* _Dokumentauszug_:
----------
Theaterkritik | "Biedermann und die Brandstifter"
Aus Feigheit und politischer Dummheit gibt Biedermann in Max Frischs Theaterstück den Brandstiftern seines Hauses selbst noch die Streichhölzer in die Hand. Am Schlosspark Theater wird daraus eine groteske Farce. Von Barbara Behrendt
Fast 70 Jahre ist dieses Theaterstück alt, und noch immer steht es als "moderner Klassiker" auf zahlreichen Lehrplänen und auf den Spielplänen der Theater: Max Frischs "Biedermann und die Brandstifter".
Als subtil oder reich an Zwischentönen lässt sich die Inszenierung dieses "Lehrstücks ohne Lehre" (so der Untertitel) am Schlosspark Theater in Berlin-Steglitz nun wirklich nicht beschreiben. Schon als der Vorhang sich hebt, ist die Bühne in dichte Rauchschwaden gehüllt - während Gottlieb Biedermann an der Rampe eine Zigarette herauskramt. Dazu erklingt ein antikes Nebelhorn und ein Trupp grotesker Feuerwehr-Cowboys in knallroten Western-Hüten hebt drohend die knallroten Pistolenköpfe der Wasserschläuche: "Bürger der Vaterstadt Berlin! Seht ...! Feuergefährlich ist viel! Aber nicht alles was feuert ist Schicksal!"
Nein, das Schicksal lässt sich wahrlich nicht für alles verantwortlich machen. Manches geschieht schlicht aus menschlicher Blödheit, aus Angst oder wegen eines fehlendes Rückgrats: "Viel kann vermeiden Vernunft", weiß der Cowboy-Chor.
Und damit ist denn auch die Moral von der Geschicht' in Minute drei entdeckt. Durch die Persiflage dieses antiken Chores, der immer alles besser weiß - und trotzdem nicht eingreift. So ist das auch in Max Frischs Vorlage: Mit dem Holzhämmerchen scheint er diese Parabel auf die politische Dummheit des Menschen in die Maschine getippt zu haben. Ein Biedermann-Jedermann, der den Brandstiftern im Haus noch die Zündhölzer reicht - deutlicher geht's nun wirklich nicht.
----------
* _Gegebene Einträge_:
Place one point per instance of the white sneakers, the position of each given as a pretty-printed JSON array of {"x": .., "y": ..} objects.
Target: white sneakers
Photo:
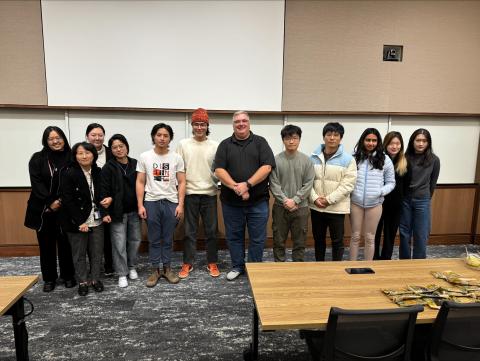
[
  {"x": 233, "y": 274},
  {"x": 122, "y": 282},
  {"x": 132, "y": 274}
]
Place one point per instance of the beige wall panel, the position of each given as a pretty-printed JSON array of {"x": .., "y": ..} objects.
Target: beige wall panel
[
  {"x": 12, "y": 214},
  {"x": 333, "y": 56},
  {"x": 440, "y": 70},
  {"x": 22, "y": 67}
]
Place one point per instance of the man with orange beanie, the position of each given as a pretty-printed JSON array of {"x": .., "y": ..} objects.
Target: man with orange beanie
[{"x": 198, "y": 153}]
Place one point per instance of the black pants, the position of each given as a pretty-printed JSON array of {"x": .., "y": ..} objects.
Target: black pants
[
  {"x": 50, "y": 237},
  {"x": 335, "y": 223},
  {"x": 389, "y": 223},
  {"x": 90, "y": 243},
  {"x": 107, "y": 248},
  {"x": 203, "y": 205}
]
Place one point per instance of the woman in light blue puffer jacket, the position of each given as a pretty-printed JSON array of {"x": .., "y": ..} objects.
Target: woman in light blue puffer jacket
[{"x": 375, "y": 179}]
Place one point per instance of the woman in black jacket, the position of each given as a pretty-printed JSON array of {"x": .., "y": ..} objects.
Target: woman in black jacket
[
  {"x": 118, "y": 187},
  {"x": 82, "y": 217},
  {"x": 45, "y": 168},
  {"x": 392, "y": 205},
  {"x": 95, "y": 135}
]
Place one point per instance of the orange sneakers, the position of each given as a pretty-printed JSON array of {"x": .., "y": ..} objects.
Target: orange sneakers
[
  {"x": 185, "y": 271},
  {"x": 213, "y": 269}
]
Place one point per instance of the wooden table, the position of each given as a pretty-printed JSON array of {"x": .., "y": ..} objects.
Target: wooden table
[
  {"x": 12, "y": 289},
  {"x": 299, "y": 295}
]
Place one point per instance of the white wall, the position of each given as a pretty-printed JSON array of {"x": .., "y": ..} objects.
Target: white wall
[{"x": 164, "y": 54}]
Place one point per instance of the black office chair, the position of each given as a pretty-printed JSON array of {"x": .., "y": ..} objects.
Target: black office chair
[
  {"x": 365, "y": 335},
  {"x": 455, "y": 333}
]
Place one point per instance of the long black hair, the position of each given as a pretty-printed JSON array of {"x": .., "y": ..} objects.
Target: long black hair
[
  {"x": 427, "y": 153},
  {"x": 46, "y": 134},
  {"x": 377, "y": 157}
]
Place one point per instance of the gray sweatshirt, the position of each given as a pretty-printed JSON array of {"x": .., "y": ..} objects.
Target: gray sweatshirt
[{"x": 292, "y": 178}]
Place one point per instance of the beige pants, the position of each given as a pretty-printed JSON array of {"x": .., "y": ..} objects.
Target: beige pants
[{"x": 367, "y": 218}]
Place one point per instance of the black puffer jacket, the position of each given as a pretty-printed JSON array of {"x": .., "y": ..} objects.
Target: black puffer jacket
[
  {"x": 76, "y": 199},
  {"x": 114, "y": 180},
  {"x": 45, "y": 179}
]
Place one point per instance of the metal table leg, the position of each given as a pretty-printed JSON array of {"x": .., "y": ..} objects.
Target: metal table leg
[
  {"x": 19, "y": 330},
  {"x": 251, "y": 354}
]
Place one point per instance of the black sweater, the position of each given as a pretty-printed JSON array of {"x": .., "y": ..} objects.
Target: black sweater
[{"x": 76, "y": 198}]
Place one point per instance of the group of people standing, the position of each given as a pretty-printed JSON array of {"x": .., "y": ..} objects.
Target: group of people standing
[{"x": 88, "y": 201}]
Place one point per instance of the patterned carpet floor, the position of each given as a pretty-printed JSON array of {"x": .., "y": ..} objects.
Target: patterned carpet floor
[{"x": 200, "y": 319}]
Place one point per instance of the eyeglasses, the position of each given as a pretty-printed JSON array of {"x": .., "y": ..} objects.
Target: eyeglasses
[{"x": 56, "y": 139}]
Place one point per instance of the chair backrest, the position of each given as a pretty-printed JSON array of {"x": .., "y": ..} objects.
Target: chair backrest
[
  {"x": 370, "y": 334},
  {"x": 456, "y": 333}
]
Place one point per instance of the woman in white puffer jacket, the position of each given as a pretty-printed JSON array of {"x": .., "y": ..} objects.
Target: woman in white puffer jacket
[{"x": 375, "y": 179}]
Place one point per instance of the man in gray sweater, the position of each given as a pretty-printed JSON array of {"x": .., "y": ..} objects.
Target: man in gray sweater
[{"x": 290, "y": 184}]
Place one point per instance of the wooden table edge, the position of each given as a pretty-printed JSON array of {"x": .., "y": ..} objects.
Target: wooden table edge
[{"x": 33, "y": 280}]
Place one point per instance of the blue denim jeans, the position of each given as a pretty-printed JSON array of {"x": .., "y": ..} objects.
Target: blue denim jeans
[
  {"x": 414, "y": 222},
  {"x": 126, "y": 237},
  {"x": 236, "y": 218},
  {"x": 161, "y": 223}
]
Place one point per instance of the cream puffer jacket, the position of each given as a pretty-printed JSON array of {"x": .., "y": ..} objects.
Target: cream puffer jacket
[{"x": 334, "y": 179}]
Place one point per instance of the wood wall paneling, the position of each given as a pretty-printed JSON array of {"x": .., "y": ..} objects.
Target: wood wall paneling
[
  {"x": 12, "y": 215},
  {"x": 22, "y": 66}
]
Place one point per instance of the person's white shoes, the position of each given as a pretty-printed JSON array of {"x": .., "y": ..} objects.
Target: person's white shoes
[
  {"x": 122, "y": 282},
  {"x": 132, "y": 274},
  {"x": 233, "y": 274}
]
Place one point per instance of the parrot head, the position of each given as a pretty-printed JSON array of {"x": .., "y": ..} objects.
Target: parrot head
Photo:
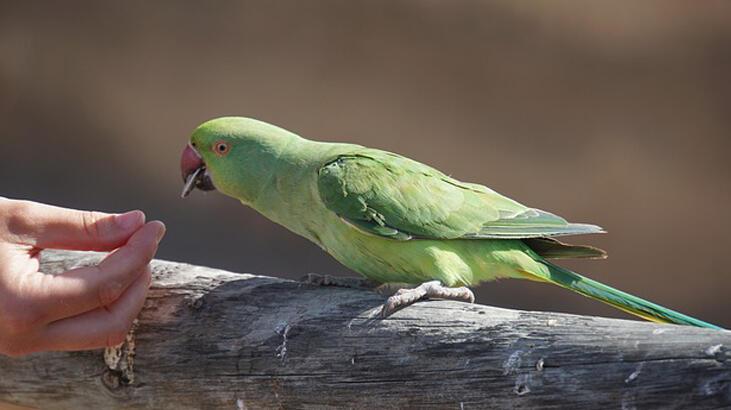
[{"x": 233, "y": 155}]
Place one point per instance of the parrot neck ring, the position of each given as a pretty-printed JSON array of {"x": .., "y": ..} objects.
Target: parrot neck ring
[{"x": 194, "y": 172}]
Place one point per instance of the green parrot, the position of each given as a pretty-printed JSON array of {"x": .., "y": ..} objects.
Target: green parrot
[{"x": 392, "y": 219}]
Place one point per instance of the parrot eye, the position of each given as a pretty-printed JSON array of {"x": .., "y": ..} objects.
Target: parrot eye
[{"x": 221, "y": 148}]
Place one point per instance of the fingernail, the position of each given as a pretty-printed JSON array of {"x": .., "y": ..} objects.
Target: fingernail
[
  {"x": 161, "y": 231},
  {"x": 130, "y": 219}
]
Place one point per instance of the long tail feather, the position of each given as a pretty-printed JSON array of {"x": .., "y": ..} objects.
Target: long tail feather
[{"x": 621, "y": 300}]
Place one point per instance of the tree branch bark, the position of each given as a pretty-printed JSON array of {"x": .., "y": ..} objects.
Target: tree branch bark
[{"x": 214, "y": 339}]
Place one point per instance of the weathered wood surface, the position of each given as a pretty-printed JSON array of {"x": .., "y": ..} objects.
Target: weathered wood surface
[{"x": 214, "y": 339}]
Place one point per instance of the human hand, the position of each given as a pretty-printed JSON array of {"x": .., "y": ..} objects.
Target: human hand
[{"x": 83, "y": 308}]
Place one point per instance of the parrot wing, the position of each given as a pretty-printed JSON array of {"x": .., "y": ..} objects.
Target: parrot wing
[{"x": 395, "y": 197}]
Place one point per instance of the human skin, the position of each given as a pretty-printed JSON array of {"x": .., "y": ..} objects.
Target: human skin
[{"x": 84, "y": 308}]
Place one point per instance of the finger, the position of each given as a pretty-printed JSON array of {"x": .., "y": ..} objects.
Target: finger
[
  {"x": 84, "y": 289},
  {"x": 45, "y": 226},
  {"x": 100, "y": 327}
]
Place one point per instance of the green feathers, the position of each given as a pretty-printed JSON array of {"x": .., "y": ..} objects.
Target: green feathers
[
  {"x": 375, "y": 190},
  {"x": 396, "y": 220},
  {"x": 621, "y": 300}
]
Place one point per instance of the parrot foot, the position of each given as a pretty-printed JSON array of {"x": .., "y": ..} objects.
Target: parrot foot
[
  {"x": 434, "y": 289},
  {"x": 342, "y": 282}
]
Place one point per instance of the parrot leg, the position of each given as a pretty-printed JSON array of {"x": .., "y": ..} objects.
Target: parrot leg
[
  {"x": 342, "y": 282},
  {"x": 434, "y": 289}
]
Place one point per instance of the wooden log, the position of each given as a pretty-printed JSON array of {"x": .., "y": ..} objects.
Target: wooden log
[{"x": 214, "y": 339}]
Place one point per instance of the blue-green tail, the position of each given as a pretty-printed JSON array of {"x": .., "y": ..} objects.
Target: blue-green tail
[{"x": 621, "y": 300}]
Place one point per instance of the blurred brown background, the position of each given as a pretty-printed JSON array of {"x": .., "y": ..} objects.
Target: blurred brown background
[{"x": 615, "y": 113}]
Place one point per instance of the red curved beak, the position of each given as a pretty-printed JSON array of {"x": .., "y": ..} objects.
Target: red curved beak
[
  {"x": 194, "y": 173},
  {"x": 190, "y": 162}
]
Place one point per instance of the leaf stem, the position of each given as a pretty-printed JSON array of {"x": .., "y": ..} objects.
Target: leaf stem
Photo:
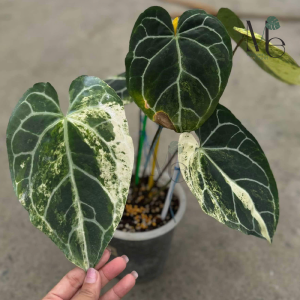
[
  {"x": 151, "y": 181},
  {"x": 141, "y": 142},
  {"x": 237, "y": 45},
  {"x": 154, "y": 141},
  {"x": 166, "y": 166},
  {"x": 167, "y": 204}
]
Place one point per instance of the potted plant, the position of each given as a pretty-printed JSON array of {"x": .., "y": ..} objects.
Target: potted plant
[{"x": 73, "y": 173}]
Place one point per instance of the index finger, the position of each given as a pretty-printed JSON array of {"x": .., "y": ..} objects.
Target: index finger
[
  {"x": 68, "y": 286},
  {"x": 72, "y": 281}
]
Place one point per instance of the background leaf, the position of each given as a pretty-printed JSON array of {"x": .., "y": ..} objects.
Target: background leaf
[
  {"x": 230, "y": 176},
  {"x": 273, "y": 23},
  {"x": 284, "y": 68},
  {"x": 118, "y": 83},
  {"x": 72, "y": 173},
  {"x": 178, "y": 79}
]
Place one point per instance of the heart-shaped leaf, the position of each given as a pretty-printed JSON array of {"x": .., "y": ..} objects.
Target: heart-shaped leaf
[
  {"x": 118, "y": 83},
  {"x": 230, "y": 176},
  {"x": 273, "y": 23},
  {"x": 72, "y": 173},
  {"x": 177, "y": 78},
  {"x": 283, "y": 68}
]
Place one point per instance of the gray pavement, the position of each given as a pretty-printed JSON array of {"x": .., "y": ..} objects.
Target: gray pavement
[{"x": 57, "y": 41}]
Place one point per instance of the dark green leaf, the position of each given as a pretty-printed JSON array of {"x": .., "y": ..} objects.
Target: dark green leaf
[
  {"x": 283, "y": 68},
  {"x": 230, "y": 176},
  {"x": 178, "y": 79},
  {"x": 273, "y": 23},
  {"x": 72, "y": 173},
  {"x": 118, "y": 83}
]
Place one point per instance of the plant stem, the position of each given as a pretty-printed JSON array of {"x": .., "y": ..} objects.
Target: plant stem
[
  {"x": 170, "y": 192},
  {"x": 141, "y": 142},
  {"x": 151, "y": 180},
  {"x": 167, "y": 164},
  {"x": 237, "y": 45},
  {"x": 155, "y": 139}
]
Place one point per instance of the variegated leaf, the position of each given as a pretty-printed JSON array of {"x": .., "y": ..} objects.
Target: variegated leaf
[
  {"x": 230, "y": 176},
  {"x": 283, "y": 68},
  {"x": 118, "y": 83},
  {"x": 176, "y": 73},
  {"x": 72, "y": 173}
]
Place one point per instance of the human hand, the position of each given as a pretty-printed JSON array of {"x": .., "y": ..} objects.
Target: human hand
[{"x": 78, "y": 285}]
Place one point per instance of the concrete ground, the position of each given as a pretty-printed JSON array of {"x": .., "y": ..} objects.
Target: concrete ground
[{"x": 57, "y": 41}]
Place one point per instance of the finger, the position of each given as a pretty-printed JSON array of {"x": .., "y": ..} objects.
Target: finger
[
  {"x": 104, "y": 259},
  {"x": 68, "y": 286},
  {"x": 113, "y": 269},
  {"x": 121, "y": 288},
  {"x": 91, "y": 287}
]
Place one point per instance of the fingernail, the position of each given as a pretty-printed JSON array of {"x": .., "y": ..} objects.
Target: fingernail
[
  {"x": 125, "y": 258},
  {"x": 135, "y": 274},
  {"x": 91, "y": 276}
]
----------
* _Auszuführende Aufgabe_: Kopiere einen Abschnitt der Theaterkritik wortgetreu: Setze bei der Stelle mit „Und damit ist“ ein und höre nach „nun wirklich nicht.“ auf.

* _Lösung der Aufgabe_:
Und damit ist denn auch die Moral von der Geschicht' in Minute drei entdeckt. Durch die Persiflage dieses antiken Chores, der immer alles besser weiß - und trotzdem nicht eingreift. So ist das auch in Max Frischs Vorlage: Mit dem Holzhämmerchen scheint er diese Parabel auf die politische Dummheit des Menschen in die Maschine getippt zu haben. Ein Biedermann-Jedermann, der den Brandstiftern im Haus noch die Zündhölzer reicht - deutlicher geht's nun wirklich nicht.